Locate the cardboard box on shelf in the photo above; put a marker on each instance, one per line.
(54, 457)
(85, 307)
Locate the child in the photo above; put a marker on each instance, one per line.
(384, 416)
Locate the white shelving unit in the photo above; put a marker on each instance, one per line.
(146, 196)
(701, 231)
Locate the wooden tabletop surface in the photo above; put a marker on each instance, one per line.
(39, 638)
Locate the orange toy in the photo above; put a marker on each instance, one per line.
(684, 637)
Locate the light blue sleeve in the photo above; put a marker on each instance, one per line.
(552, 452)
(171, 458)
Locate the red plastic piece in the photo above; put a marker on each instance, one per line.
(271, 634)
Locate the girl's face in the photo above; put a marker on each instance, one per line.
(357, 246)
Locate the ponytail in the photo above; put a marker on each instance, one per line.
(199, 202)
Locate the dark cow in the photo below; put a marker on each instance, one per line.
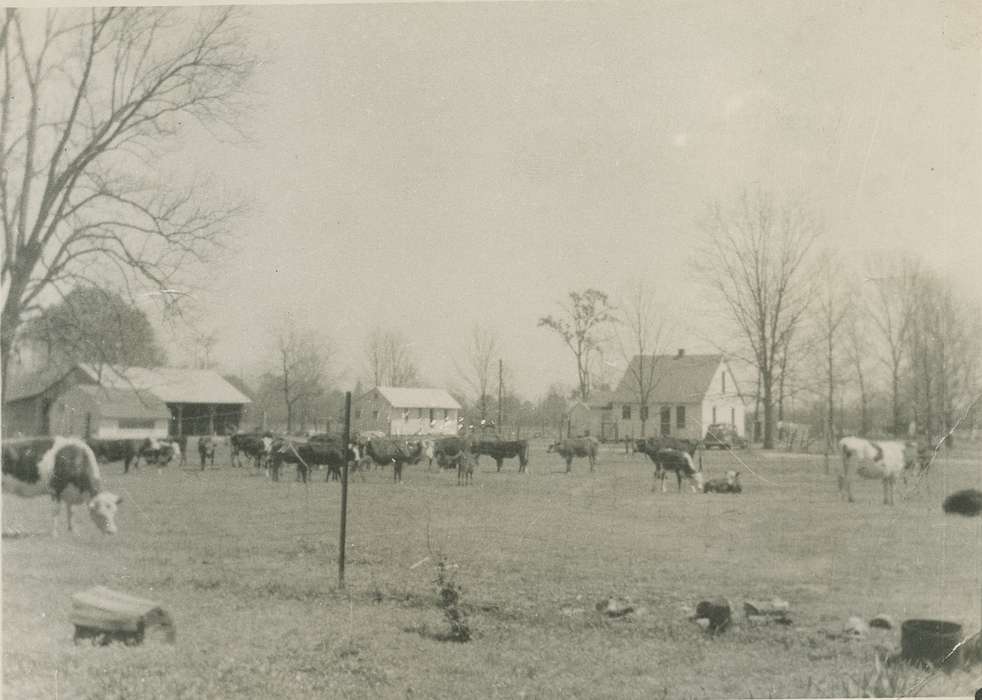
(384, 451)
(109, 450)
(206, 450)
(499, 450)
(158, 452)
(449, 451)
(729, 484)
(256, 446)
(577, 447)
(465, 467)
(317, 450)
(64, 468)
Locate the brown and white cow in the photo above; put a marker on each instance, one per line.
(577, 447)
(64, 468)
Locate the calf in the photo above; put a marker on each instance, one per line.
(577, 447)
(64, 468)
(885, 460)
(729, 484)
(206, 450)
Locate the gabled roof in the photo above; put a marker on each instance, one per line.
(125, 403)
(169, 384)
(412, 397)
(677, 378)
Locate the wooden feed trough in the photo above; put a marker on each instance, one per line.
(108, 616)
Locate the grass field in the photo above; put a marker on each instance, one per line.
(248, 570)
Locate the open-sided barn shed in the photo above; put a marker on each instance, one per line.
(199, 402)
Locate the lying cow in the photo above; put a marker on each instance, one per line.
(729, 484)
(577, 447)
(385, 451)
(64, 468)
(206, 450)
(499, 450)
(884, 459)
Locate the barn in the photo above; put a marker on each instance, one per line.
(689, 393)
(406, 411)
(88, 410)
(198, 402)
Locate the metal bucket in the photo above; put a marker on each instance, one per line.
(930, 641)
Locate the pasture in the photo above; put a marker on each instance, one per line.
(248, 570)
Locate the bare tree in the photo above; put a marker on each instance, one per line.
(390, 360)
(754, 258)
(891, 292)
(302, 366)
(642, 327)
(581, 326)
(479, 371)
(89, 97)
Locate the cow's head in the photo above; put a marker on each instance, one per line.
(102, 509)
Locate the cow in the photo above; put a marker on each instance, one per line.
(384, 451)
(729, 484)
(465, 468)
(256, 446)
(206, 450)
(499, 450)
(109, 450)
(64, 468)
(884, 459)
(577, 447)
(158, 451)
(317, 450)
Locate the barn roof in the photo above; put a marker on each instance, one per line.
(124, 403)
(172, 385)
(412, 397)
(678, 378)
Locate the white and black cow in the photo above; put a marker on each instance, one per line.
(64, 468)
(882, 459)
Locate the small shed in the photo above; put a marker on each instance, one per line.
(406, 411)
(109, 413)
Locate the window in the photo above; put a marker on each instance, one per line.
(136, 423)
(666, 420)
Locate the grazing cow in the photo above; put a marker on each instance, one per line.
(256, 446)
(729, 484)
(317, 450)
(396, 452)
(465, 468)
(65, 468)
(577, 447)
(885, 460)
(206, 450)
(158, 452)
(107, 450)
(450, 450)
(499, 450)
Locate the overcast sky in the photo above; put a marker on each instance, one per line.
(426, 167)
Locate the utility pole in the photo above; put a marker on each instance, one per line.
(346, 440)
(500, 392)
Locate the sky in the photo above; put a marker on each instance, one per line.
(426, 167)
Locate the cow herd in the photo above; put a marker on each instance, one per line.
(67, 469)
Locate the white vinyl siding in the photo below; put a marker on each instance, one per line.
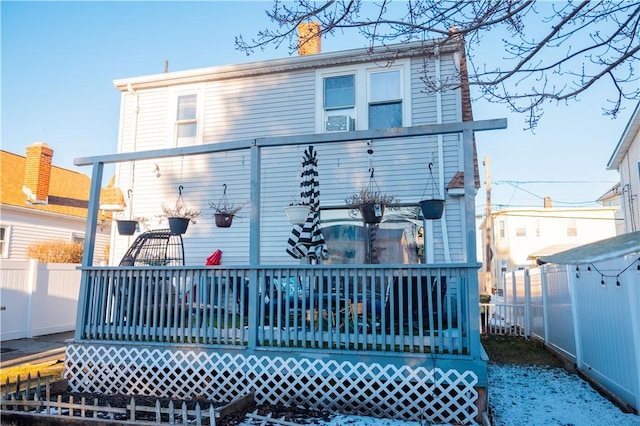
(270, 105)
(28, 226)
(279, 104)
(4, 240)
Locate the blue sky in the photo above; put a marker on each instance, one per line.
(59, 60)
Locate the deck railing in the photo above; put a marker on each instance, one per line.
(380, 308)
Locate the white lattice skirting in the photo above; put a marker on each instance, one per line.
(388, 391)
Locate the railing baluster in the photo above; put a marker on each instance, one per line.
(398, 308)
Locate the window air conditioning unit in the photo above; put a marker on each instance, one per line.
(340, 123)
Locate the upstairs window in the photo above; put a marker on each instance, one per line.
(385, 100)
(339, 96)
(4, 235)
(185, 116)
(363, 98)
(186, 120)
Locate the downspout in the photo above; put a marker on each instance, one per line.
(429, 233)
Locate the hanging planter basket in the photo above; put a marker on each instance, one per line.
(179, 215)
(127, 227)
(432, 209)
(223, 210)
(223, 220)
(178, 225)
(297, 214)
(371, 213)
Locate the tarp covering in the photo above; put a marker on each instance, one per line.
(597, 251)
(308, 239)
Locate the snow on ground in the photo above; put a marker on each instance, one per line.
(549, 396)
(532, 396)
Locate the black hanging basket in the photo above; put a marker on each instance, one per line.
(432, 209)
(372, 213)
(126, 227)
(178, 225)
(223, 220)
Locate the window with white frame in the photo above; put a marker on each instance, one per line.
(364, 98)
(339, 102)
(186, 116)
(4, 243)
(385, 100)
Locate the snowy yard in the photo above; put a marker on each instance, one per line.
(532, 396)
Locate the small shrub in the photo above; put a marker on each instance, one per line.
(57, 251)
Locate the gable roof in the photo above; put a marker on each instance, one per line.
(68, 190)
(597, 251)
(633, 127)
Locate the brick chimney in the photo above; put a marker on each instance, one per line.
(309, 38)
(37, 173)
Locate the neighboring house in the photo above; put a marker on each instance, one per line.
(400, 337)
(521, 235)
(613, 198)
(626, 160)
(40, 201)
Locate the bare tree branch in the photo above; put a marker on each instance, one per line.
(551, 51)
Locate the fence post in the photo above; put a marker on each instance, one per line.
(32, 285)
(527, 303)
(571, 280)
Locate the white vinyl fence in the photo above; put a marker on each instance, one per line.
(37, 298)
(589, 313)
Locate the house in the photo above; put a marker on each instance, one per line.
(626, 160)
(522, 235)
(395, 339)
(613, 198)
(41, 200)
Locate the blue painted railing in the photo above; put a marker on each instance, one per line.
(379, 308)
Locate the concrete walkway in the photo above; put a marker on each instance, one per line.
(34, 350)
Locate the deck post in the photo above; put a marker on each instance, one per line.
(473, 291)
(254, 246)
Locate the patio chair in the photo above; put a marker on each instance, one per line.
(152, 248)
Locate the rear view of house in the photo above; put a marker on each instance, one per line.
(391, 309)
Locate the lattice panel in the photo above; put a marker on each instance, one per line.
(355, 388)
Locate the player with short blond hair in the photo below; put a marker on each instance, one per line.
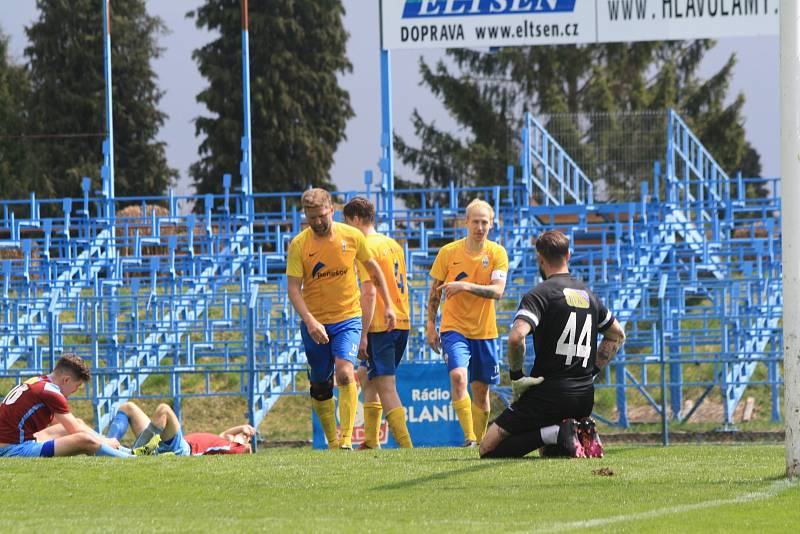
(323, 289)
(472, 273)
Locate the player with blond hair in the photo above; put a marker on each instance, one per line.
(323, 288)
(471, 272)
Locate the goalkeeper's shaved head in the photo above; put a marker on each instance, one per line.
(553, 246)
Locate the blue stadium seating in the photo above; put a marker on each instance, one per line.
(152, 295)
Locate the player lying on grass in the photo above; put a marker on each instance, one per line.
(162, 433)
(552, 406)
(32, 406)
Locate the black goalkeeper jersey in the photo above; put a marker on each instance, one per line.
(566, 318)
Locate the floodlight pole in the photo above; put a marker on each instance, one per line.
(387, 142)
(790, 215)
(108, 152)
(246, 167)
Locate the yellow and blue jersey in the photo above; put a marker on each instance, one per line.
(392, 261)
(468, 314)
(327, 268)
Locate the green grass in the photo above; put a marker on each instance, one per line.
(678, 489)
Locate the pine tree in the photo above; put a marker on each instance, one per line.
(68, 96)
(14, 181)
(488, 94)
(299, 111)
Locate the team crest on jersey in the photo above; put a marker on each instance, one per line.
(577, 298)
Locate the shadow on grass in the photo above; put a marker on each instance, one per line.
(476, 464)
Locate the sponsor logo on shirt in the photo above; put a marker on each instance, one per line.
(319, 274)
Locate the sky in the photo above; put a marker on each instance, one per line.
(756, 75)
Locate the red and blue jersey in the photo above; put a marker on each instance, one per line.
(29, 408)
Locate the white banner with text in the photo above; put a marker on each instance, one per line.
(415, 24)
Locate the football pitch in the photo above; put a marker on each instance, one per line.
(708, 488)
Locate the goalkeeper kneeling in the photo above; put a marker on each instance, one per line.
(553, 405)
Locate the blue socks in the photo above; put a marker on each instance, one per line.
(118, 426)
(106, 450)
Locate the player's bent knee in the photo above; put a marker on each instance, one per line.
(322, 391)
(87, 442)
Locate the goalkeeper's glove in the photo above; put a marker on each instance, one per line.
(521, 383)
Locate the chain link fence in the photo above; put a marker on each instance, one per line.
(617, 151)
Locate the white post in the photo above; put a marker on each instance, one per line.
(790, 200)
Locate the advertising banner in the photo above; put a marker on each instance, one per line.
(424, 390)
(419, 24)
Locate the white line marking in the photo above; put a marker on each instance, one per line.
(767, 493)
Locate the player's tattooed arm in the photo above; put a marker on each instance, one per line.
(431, 334)
(434, 299)
(613, 339)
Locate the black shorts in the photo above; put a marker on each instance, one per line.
(545, 405)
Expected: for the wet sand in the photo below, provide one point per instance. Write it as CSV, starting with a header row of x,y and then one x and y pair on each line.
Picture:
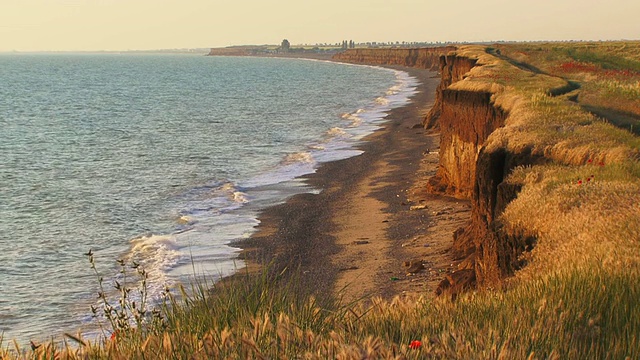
x,y
372,216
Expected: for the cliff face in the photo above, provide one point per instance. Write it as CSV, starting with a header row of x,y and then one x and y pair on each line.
x,y
424,58
466,118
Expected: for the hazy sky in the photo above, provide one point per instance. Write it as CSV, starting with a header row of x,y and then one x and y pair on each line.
x,y
34,25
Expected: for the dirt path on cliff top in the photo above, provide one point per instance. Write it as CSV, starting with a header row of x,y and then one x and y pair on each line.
x,y
372,215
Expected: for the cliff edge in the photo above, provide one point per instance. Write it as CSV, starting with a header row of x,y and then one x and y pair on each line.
x,y
535,166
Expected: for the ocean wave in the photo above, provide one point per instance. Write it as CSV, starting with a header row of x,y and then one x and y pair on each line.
x,y
157,254
382,101
299,157
336,131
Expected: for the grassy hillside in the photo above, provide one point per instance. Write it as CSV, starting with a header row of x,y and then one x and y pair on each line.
x,y
575,297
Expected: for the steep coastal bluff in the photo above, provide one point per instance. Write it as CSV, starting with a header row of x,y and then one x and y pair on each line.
x,y
521,152
423,58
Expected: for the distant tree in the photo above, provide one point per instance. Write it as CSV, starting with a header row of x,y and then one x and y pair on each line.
x,y
285,45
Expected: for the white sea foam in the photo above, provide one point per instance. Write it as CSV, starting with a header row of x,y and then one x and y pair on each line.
x,y
157,254
336,131
299,157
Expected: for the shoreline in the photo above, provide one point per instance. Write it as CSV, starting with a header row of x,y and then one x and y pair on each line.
x,y
352,239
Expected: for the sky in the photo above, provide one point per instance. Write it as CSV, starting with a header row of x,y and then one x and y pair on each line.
x,y
91,25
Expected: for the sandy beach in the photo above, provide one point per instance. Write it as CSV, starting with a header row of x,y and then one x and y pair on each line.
x,y
373,230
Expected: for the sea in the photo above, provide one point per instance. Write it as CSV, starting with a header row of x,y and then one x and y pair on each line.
x,y
164,161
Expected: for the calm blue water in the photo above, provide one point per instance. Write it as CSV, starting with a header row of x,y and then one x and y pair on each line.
x,y
161,159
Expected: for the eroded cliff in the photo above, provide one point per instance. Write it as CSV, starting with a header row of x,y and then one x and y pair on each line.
x,y
422,58
505,131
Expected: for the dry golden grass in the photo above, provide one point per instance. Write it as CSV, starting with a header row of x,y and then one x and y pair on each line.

→ Required task
Copy out exactly the lines running from the line with "Expected: for the white" to the end of the records, inclusive.

→ Response to the task
Expected: for the white sea foam in the photo above, provide one point per instance. Write it as CSV, starting with a header row of x,y and then one x and y pair on each line.
x,y
157,254
336,131
299,157
Expected: for the shoreline in the photo above, provide one point per instance. Write it as CSV, starting with a header row of x,y and then one x and y pair on each line.
x,y
352,239
Expected: for the sky in the photo above, provide one point per instance. Write it as CSV, starting with a header row of x,y and then one x and y pair on each line.
x,y
91,25
Expected: for the sandy beach in the photo above, provide one point per instance. Write it as CSV, starting with a header row of x,y and then one x and y pair on each line.
x,y
373,230
Expected: for the sea in the photo above, provide one point per instance. Write it as CSV, starting with a header row of x,y and then one x and y pair on each line.
x,y
164,161
Expected: for the calm blue water in the photo above, provide one point per instance. Write it as CSV, starting with a header row of x,y and then one x and y pair on each line.
x,y
161,159
Expected: for the eroded cliff in the photo above, provide one point per instance. Write it as CSV, starting with a header row of x,y and then one x and y pair on each line.
x,y
422,58
505,131
Expected: for the dry golden grass in the photo above, provide one point per instance. Write it as CSV, starting with a header row of x,y and then one x and y pair on each line.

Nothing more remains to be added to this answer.